→ Görevler:
• a. Seçilen metne göre İzmir'de kaç ayrı merkezde toplam kaç çadır kurulmuştur?
• b. Seçilen metni üç cümleyle özetleyin.

→ Seçilen metin:
SİYASİ PROVOKATÖRLERİN YALANLARI VE SAPTIRMALARI

 

Yakalanan Türkiye düşmanları hakkında gerekli her türlü cezai işlem yapılmalı, bunlar demir parmaklıkların ardında çürümeye terk edilmelidir. Bunun yanında, CHP Genel Sekreteri’nin çadırlar üzerinden İzmir Belediyesi’ni övüp AFAD’ı kötülemesi, bir başka CHP’linin, “Kendi binalarının güvenliğini sağlayamayan devlet kendi vatandaşlarının canını nasıl koruyacak” sorusunu sorması hakikaten utanç vesikasıdır. İzmir’de 4 ayrı merkezde bin 40 çadır kurulmuşken, bin 430’nun kurulum çalışması devam ederken, üstelik hiç kimseye evinin hasarlı olup olmadığı sorulmazken, bu CHP’lilerin asılsız ve temelsiz sözlerinin maksadı nedir? Siyasi provokatörlerin, yalanları ve saptırmaları isabetle tekzip edilip gerçekler ortaya çıkınca anında araziye uymaları, sessizliğe gömülmeleri milletimizin gözünden de kaçmamıştır. 

 

DEVLETİ SUÇLAMAKLA MÜCADELEYİ SULANDIRMAKLA AMAÇLANAN NEDİR?

→ Sağlanan bilgiler:

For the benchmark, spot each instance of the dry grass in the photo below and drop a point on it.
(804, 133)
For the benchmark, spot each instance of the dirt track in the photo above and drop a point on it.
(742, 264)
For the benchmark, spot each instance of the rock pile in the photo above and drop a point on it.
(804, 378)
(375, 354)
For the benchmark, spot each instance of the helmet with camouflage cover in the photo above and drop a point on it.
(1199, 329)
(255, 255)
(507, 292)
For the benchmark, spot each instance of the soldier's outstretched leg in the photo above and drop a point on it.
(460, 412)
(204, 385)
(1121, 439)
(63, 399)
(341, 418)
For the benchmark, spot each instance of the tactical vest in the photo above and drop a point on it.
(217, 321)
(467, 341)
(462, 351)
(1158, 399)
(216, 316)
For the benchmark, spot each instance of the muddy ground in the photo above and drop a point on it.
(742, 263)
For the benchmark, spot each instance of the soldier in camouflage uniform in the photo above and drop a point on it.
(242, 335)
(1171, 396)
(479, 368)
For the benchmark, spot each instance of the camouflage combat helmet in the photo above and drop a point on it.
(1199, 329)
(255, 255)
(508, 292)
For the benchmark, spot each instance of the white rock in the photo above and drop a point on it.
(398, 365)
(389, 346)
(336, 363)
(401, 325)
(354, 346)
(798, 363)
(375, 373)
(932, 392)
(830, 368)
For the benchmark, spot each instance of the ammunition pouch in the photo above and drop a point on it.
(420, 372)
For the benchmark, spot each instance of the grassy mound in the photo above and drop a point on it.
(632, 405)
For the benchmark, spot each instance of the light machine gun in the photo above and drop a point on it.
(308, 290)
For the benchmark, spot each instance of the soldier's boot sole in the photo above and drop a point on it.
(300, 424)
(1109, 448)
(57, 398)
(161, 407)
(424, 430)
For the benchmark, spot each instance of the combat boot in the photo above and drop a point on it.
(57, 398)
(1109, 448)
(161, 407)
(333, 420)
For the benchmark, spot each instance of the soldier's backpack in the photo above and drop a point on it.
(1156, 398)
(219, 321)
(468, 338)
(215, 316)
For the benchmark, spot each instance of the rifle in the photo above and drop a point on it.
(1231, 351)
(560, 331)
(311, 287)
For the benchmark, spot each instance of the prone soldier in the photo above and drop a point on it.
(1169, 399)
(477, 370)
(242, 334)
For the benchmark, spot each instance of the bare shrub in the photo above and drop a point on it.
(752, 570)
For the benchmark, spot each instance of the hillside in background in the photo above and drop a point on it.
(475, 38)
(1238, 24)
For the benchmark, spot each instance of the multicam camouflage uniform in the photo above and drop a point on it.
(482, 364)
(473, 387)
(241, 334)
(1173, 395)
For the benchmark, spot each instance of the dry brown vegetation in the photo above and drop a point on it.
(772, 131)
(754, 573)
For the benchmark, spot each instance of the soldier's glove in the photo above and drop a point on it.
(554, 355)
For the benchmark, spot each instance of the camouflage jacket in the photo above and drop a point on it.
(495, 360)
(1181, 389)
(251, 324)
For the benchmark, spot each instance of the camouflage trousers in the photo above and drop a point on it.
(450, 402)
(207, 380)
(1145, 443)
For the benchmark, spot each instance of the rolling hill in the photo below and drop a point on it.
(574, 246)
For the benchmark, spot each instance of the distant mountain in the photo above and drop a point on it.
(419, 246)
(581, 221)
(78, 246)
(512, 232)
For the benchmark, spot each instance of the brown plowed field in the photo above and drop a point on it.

→ Yanıtlar:
• a. İzmir'de 4 ayrı merkezde bin 40 çadır kurulmuştur.

• b. Metin, yakalanan Türkiye düşmanları hakkında her türlü cezai işlemin yapılmasını ve bunların demir parmaklıkların ardında çürümeye terk edilmesini ister. CHP Genel Sekreteri'nin çadırlar üzerinden İzmir Belediyesi'ni övüp AFAD'ı kötülemesini ve bir başka CHP'linin devletin vatandaşlarını koruyamayacağını ima eden sorusunu utanç vesikası olarak niteler. İzmir'de 4 merkezde bin 40 çadır kurulduğunu, bin 430 çadırın kurulumunun sürdüğünü belirterek bu sözleri asılsız bulur ve siyasi provokatörlerin gerçekler ortaya çıkınca sessizliğe gömüldüğünü söyler.